(Saved data entries)
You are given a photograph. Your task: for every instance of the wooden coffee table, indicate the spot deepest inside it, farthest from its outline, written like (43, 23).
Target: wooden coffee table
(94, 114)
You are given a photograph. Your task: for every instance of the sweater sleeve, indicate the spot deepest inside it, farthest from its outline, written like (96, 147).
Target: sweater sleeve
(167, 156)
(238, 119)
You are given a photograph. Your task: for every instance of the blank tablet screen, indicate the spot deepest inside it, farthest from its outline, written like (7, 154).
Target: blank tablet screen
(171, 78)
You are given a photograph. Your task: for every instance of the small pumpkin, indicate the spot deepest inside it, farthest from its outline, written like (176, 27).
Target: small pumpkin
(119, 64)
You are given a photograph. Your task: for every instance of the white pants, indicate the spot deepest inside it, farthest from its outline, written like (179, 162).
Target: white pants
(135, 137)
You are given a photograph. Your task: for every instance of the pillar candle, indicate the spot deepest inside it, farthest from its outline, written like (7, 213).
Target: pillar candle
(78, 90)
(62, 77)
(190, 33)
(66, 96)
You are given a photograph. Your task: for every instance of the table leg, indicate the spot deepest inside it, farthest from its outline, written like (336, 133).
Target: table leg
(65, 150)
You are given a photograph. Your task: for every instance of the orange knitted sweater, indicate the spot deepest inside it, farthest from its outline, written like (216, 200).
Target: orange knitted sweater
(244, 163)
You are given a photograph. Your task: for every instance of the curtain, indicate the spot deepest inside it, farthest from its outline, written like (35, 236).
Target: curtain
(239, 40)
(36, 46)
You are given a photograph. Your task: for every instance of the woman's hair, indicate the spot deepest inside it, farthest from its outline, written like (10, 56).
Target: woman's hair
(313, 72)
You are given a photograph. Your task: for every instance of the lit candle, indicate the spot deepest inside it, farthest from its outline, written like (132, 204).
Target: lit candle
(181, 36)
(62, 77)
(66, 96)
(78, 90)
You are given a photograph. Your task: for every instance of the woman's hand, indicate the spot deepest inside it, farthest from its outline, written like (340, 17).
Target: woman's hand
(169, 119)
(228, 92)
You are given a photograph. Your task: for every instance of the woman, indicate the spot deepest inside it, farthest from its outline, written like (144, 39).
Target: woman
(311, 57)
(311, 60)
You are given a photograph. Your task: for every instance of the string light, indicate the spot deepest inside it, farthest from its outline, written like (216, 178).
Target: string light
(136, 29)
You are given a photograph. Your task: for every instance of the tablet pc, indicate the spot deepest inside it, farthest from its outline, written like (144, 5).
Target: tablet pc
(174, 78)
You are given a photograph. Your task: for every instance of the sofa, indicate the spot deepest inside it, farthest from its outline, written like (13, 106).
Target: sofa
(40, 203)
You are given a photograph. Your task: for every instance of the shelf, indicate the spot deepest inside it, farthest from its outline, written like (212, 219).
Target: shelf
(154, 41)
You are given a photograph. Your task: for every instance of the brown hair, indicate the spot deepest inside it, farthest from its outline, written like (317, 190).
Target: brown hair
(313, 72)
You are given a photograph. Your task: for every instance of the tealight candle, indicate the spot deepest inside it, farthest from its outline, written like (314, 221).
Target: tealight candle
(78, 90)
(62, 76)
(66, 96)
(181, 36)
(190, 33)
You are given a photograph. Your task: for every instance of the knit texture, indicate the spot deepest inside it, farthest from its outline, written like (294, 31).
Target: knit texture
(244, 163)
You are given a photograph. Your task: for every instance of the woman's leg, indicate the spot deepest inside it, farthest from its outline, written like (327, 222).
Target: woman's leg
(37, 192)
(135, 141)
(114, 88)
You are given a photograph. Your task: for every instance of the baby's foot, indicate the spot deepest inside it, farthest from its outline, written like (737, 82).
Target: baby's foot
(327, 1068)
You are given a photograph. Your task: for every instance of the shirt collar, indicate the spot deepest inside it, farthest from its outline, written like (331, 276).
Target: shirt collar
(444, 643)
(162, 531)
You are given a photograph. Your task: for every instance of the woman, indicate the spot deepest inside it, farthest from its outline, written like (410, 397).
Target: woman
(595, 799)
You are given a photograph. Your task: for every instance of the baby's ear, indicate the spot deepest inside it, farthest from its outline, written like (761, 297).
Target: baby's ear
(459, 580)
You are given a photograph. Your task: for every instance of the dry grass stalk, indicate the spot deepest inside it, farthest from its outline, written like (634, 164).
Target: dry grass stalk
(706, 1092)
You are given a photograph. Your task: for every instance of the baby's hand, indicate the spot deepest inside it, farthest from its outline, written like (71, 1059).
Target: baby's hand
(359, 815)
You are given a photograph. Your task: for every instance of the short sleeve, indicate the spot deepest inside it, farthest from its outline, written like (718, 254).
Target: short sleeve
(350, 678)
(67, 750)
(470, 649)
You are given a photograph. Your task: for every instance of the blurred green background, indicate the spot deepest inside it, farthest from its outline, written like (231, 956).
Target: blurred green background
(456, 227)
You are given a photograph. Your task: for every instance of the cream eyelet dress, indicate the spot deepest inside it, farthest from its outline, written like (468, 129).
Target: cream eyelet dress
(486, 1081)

_What you will do_: Only an exact copy of the data above will do.

_Exercise output_:
You are given a photograph. Your task: for every instance of the wooden coffee table, indicate the spot deepest inside it, farthest from its outline, written like (43, 23).
Target: wooden coffee table
(94, 114)
You are given a photograph. Your task: for every instance of the sweater sleeve, indicate the spot deepest inside it, farthest from its outline, written like (96, 147).
Target: sweater sleeve
(167, 156)
(238, 119)
You are given a photograph. Your task: for every instance of the blank tablet screen, indicate the spot deepest inside it, farthest from its outline, written like (7, 154).
Target: blank tablet screen
(171, 78)
You are given a photograph. Your task: for every instance of the small pumpkin, indicate the spot deepest inside it, farthest from its outline, written like (176, 27).
Target: small pumpkin
(119, 64)
You are given a photograph. Your task: for every instance of the white pants, indicate the spot deepest inside it, farthest from its outline, written like (179, 162).
Target: white pants
(135, 137)
You are given a photograph. Your task: for every instance of the pillar candle, indicate the spot deepest inside it, farthest from its outline, written like (7, 213).
Target: pillar candle
(78, 90)
(62, 77)
(190, 33)
(66, 96)
You are given a photograph. Your task: for every instance of the table leg, indicate the spot deepest inside it, farthest from its outline, written like (336, 133).
Target: table leg
(65, 150)
You are given a photograph. Your task: for every instance of the orange knitted sweater, indicate the spot deepest inside it, farthest from its outline, written like (216, 200).
Target: orange knitted sweater
(244, 163)
You are given a photograph. Your task: for every instance of the curtain, indicate the spot deepest inside it, farthest from its outline, written like (35, 236).
Target: curtain
(239, 40)
(36, 46)
You are given a photograph. Your task: for every instance of the woman's hair, indicate the spot deepest inside it, farthest from its outline, written like (10, 56).
Target: woman's hair
(313, 72)
You are given a photograph. Your task: for every instance of the lit candle, indicate the spot deepest inside it, farthest from its outline, written like (132, 204).
Target: lit candle
(181, 36)
(62, 77)
(66, 96)
(78, 90)
You are given a photograph. Your task: for every instance of the woman's hand, indicate the spot deepest inside it, farthest from its outline, written like (340, 17).
Target: woman's hand
(169, 119)
(228, 92)
You are given a photograph. Your task: for every instance of the woman, indicate the spot deepest inside it, farthest from its outline, written like (144, 39).
Target: woman
(311, 57)
(311, 60)
You are given a photograph. Your task: for every instance of the string light, indicate the spot deepest inside it, farthest from its outline, written like (216, 178).
Target: string light
(136, 29)
You are given a photograph. Your task: for every instance of the tablet pc, indicate the spot deepest inside it, farthest from its outline, written like (144, 5).
Target: tablet pc
(174, 78)
You are given a photograph. Your task: for every instance of the sofa, indicate the spot deepest inside it, farthest from its outline, written like (13, 106).
Target: sofa
(40, 203)
You are given a photograph. Your task: for every instance of the shelf, indicate the spot deepest inside it, farthest from its outline, written like (212, 219).
Target: shelf
(154, 41)
You are given a photograph. Your task: for every instance of the brown hair, indicate the spot deepest inside it, farthest from its outline, written like (317, 190).
Target: brown hair
(313, 72)
You are given a photograph. Your task: for every instance of the tealight candle, indicate the spot deepest inside it, farthest from its outline, written like (314, 221).
Target: tealight candle
(78, 90)
(62, 76)
(66, 96)
(181, 36)
(190, 33)
You are given a photograph. Your task: for every instance of the knit texture, indicate the spot deepest inside it, farthest from its outline, written like (294, 31).
Target: knit texture
(244, 163)
You are given a photograph. Your task: for every instance of the woman's leg, indicate the spot deepest inside it, farthest from its outline, written like (327, 222).
Target: woman's leg
(37, 192)
(135, 141)
(114, 88)
You are given a photograph. Your task: for every instance of the baby's foot, indicate the spot deepest inside it, farthest from its outline, written like (737, 82).
Target: baby's foot
(327, 1068)
You are given a photograph. Your task: for every instance of the shirt collar, indicate the spot deepest inside it, farthest from its outline, written like (331, 276).
Target: shirt collar
(444, 643)
(162, 531)
You are given a photograph. Your task: for every instance of the woman, indicate the spot deepest inside it, farthest from its outline, written like (410, 397).
Target: woman
(595, 799)
You are given a photograph. Your task: for every instance of the baby's ear, indicate the spot deepest inside it, farthest from its outline, written like (761, 297).
Target: baby's ear
(459, 580)
You are given a photograph. Your task: for every instance of the dry grass stalk, indicate the spot deepest inside it, farthest from its outline, written like (634, 164).
Target: dry grass stalk
(706, 1092)
You are given a photograph. Your task: for every instance of the baby's hand, indicate the spot deepest inside it, farthest from its outline, written like (71, 1059).
Target: baby's hand
(359, 815)
You are given a photograph. Your task: for every instance of the short sleeve, indicate the spot deepest inside it, farthest from its outline, written like (718, 254).
Target: short sleeve
(350, 678)
(67, 750)
(470, 649)
You are given a photograph. Your task: for every instance of the blurred green background, indicate the spot deepest inside it, farthest from its outline, written like (231, 956).
Target: blurred green background
(456, 227)
You are given a photograph. Your task: for every instance of the cream eyelet dress, indicate the spot deepest inside it, farthest from its outline, written like (468, 129).
Target: cream eyelet dress
(486, 1081)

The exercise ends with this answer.